> TASK
Write the material out again in full, exactly.

> MATERIAL FOR THIS TASK
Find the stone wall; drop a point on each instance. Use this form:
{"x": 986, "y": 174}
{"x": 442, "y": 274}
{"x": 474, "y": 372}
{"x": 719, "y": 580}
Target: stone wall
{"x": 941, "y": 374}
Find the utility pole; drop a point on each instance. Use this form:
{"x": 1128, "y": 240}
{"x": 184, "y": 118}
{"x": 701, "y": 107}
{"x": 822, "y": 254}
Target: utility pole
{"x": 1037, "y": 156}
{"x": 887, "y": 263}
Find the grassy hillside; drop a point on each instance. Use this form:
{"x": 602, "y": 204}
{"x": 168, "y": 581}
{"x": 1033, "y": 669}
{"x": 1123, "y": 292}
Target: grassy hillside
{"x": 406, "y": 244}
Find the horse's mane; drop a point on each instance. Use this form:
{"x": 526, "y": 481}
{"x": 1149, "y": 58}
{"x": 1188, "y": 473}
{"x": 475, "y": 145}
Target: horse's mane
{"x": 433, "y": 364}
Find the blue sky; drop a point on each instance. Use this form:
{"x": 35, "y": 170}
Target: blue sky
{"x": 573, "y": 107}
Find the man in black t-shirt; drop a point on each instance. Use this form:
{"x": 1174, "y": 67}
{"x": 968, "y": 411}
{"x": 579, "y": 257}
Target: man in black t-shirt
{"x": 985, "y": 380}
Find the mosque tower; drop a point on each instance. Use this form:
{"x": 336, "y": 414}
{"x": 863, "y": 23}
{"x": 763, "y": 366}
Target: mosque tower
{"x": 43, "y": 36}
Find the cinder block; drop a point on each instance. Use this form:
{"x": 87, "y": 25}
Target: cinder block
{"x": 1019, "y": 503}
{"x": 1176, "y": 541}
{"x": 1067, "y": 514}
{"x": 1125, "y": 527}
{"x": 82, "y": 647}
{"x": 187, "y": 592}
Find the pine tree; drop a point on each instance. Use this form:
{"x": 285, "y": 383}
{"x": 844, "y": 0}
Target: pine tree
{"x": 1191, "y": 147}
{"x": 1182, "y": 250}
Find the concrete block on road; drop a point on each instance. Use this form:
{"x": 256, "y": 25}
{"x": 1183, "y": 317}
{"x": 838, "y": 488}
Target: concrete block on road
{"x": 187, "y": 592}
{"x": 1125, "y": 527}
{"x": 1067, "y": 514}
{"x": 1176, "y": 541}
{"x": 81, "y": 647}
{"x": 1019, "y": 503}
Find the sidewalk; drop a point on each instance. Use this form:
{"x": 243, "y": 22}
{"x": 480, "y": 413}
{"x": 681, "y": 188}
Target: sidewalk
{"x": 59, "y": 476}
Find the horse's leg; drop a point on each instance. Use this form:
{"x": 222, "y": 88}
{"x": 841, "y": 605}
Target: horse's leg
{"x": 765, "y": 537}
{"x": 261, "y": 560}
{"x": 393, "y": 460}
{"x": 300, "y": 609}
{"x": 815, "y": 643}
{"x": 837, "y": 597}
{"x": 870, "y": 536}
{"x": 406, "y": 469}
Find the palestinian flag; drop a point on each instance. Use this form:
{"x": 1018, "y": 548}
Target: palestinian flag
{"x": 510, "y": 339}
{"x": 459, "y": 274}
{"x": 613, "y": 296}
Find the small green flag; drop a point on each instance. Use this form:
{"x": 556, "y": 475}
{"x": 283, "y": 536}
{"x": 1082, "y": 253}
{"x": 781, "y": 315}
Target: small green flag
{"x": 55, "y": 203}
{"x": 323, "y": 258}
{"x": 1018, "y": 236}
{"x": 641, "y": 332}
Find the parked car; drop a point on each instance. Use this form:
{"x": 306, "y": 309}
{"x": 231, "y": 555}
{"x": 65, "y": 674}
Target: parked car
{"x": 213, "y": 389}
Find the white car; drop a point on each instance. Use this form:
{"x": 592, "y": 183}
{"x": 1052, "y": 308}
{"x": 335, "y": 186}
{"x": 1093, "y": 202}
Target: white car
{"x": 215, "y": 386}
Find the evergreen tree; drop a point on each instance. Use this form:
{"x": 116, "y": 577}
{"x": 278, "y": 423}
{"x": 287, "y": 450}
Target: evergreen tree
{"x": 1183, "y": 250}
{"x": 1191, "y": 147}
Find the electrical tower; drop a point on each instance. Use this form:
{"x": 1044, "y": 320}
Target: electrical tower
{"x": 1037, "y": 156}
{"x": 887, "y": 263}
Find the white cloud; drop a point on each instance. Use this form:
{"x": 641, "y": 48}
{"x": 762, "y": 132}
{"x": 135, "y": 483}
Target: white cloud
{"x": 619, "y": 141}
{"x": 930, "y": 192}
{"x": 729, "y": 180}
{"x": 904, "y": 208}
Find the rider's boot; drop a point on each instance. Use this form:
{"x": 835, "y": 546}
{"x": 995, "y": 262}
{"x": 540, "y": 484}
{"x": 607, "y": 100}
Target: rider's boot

> RESULT OF THE TASK
Find the stone wall; drop a point on each instance. Use this form:
{"x": 986, "y": 174}
{"x": 442, "y": 274}
{"x": 474, "y": 372}
{"x": 719, "y": 580}
Target: stone wall
{"x": 941, "y": 374}
Find the utility pole; drop a point on each instance. Use this form:
{"x": 1128, "y": 240}
{"x": 184, "y": 118}
{"x": 701, "y": 107}
{"x": 822, "y": 254}
Target: utility pole
{"x": 1037, "y": 156}
{"x": 887, "y": 263}
Find the grassy hillside; drop a point on each instance. Use this form:
{"x": 602, "y": 204}
{"x": 168, "y": 581}
{"x": 1033, "y": 669}
{"x": 1123, "y": 292}
Target: grassy hillside
{"x": 406, "y": 244}
Find the horse's mane; drop a point on each instance. Use this form:
{"x": 526, "y": 481}
{"x": 1149, "y": 58}
{"x": 1188, "y": 473}
{"x": 475, "y": 145}
Target: horse's mane
{"x": 433, "y": 364}
Find the blue sky; drop a point on each instance. Use this form:
{"x": 35, "y": 170}
Target: blue sky
{"x": 573, "y": 107}
Find the man in black t-shirt; drop a point on each instance. Use this form:
{"x": 1174, "y": 67}
{"x": 968, "y": 411}
{"x": 579, "y": 257}
Target: man in black t-shirt
{"x": 985, "y": 380}
Find the mosque tower; drop a point on each instance. Use this form:
{"x": 336, "y": 414}
{"x": 863, "y": 23}
{"x": 763, "y": 366}
Target: mosque tower
{"x": 43, "y": 36}
Find the cinder block; drop a point on each instance. Use this form:
{"x": 87, "y": 25}
Target: cinder block
{"x": 1019, "y": 503}
{"x": 1176, "y": 541}
{"x": 1067, "y": 514}
{"x": 1125, "y": 527}
{"x": 82, "y": 647}
{"x": 187, "y": 592}
Find the pine tree; drop a point on each instance. Use this form:
{"x": 285, "y": 383}
{"x": 844, "y": 0}
Target: pine tree
{"x": 1191, "y": 147}
{"x": 1182, "y": 250}
Find the concrete block on road; drop a point on each instance. Use this form:
{"x": 256, "y": 25}
{"x": 1183, "y": 317}
{"x": 838, "y": 488}
Target: concrete block on road
{"x": 187, "y": 592}
{"x": 1125, "y": 527}
{"x": 1067, "y": 514}
{"x": 1176, "y": 541}
{"x": 81, "y": 647}
{"x": 1019, "y": 503}
Find the sidewalk; drop a point on each instance. Use this form:
{"x": 243, "y": 22}
{"x": 480, "y": 413}
{"x": 681, "y": 188}
Target: sidewalk
{"x": 59, "y": 476}
Find the horse's leg; drop a point on each instance. Use this form:
{"x": 222, "y": 88}
{"x": 841, "y": 605}
Target: horse's leg
{"x": 765, "y": 537}
{"x": 261, "y": 560}
{"x": 393, "y": 460}
{"x": 300, "y": 609}
{"x": 815, "y": 643}
{"x": 837, "y": 597}
{"x": 870, "y": 536}
{"x": 406, "y": 469}
Find the palestinian flag; drop a point on each instance. Use this form:
{"x": 1018, "y": 548}
Target: palestinian flag
{"x": 510, "y": 339}
{"x": 459, "y": 274}
{"x": 613, "y": 296}
Find the small green flag; drop a point on each instance. Use this form:
{"x": 556, "y": 475}
{"x": 283, "y": 536}
{"x": 1082, "y": 253}
{"x": 781, "y": 315}
Target: small green flag
{"x": 55, "y": 203}
{"x": 323, "y": 258}
{"x": 1018, "y": 236}
{"x": 641, "y": 332}
Find the parked car; drop a point on each instance. Use this form:
{"x": 306, "y": 309}
{"x": 231, "y": 555}
{"x": 65, "y": 674}
Target: parked car
{"x": 213, "y": 389}
Find the white car; drop a point on each instance. Use this form:
{"x": 592, "y": 183}
{"x": 1052, "y": 308}
{"x": 335, "y": 186}
{"x": 1093, "y": 202}
Target: white car
{"x": 215, "y": 386}
Find the evergreen tree; drop a point on each instance. Use this form:
{"x": 116, "y": 577}
{"x": 278, "y": 423}
{"x": 287, "y": 450}
Target: evergreen tree
{"x": 1183, "y": 250}
{"x": 1191, "y": 147}
Find the electrical tower; drop a point on each instance. Use this form:
{"x": 1044, "y": 320}
Target: electrical tower
{"x": 1037, "y": 156}
{"x": 887, "y": 263}
Find the white cloud; drop a point on each instance. Use this form:
{"x": 641, "y": 48}
{"x": 762, "y": 132}
{"x": 135, "y": 483}
Target: white cloud
{"x": 619, "y": 141}
{"x": 930, "y": 192}
{"x": 729, "y": 180}
{"x": 904, "y": 208}
Find the rider's boot; drop a point on each instance. Use this form:
{"x": 835, "y": 546}
{"x": 995, "y": 262}
{"x": 540, "y": 484}
{"x": 607, "y": 100}
Target: rider's boot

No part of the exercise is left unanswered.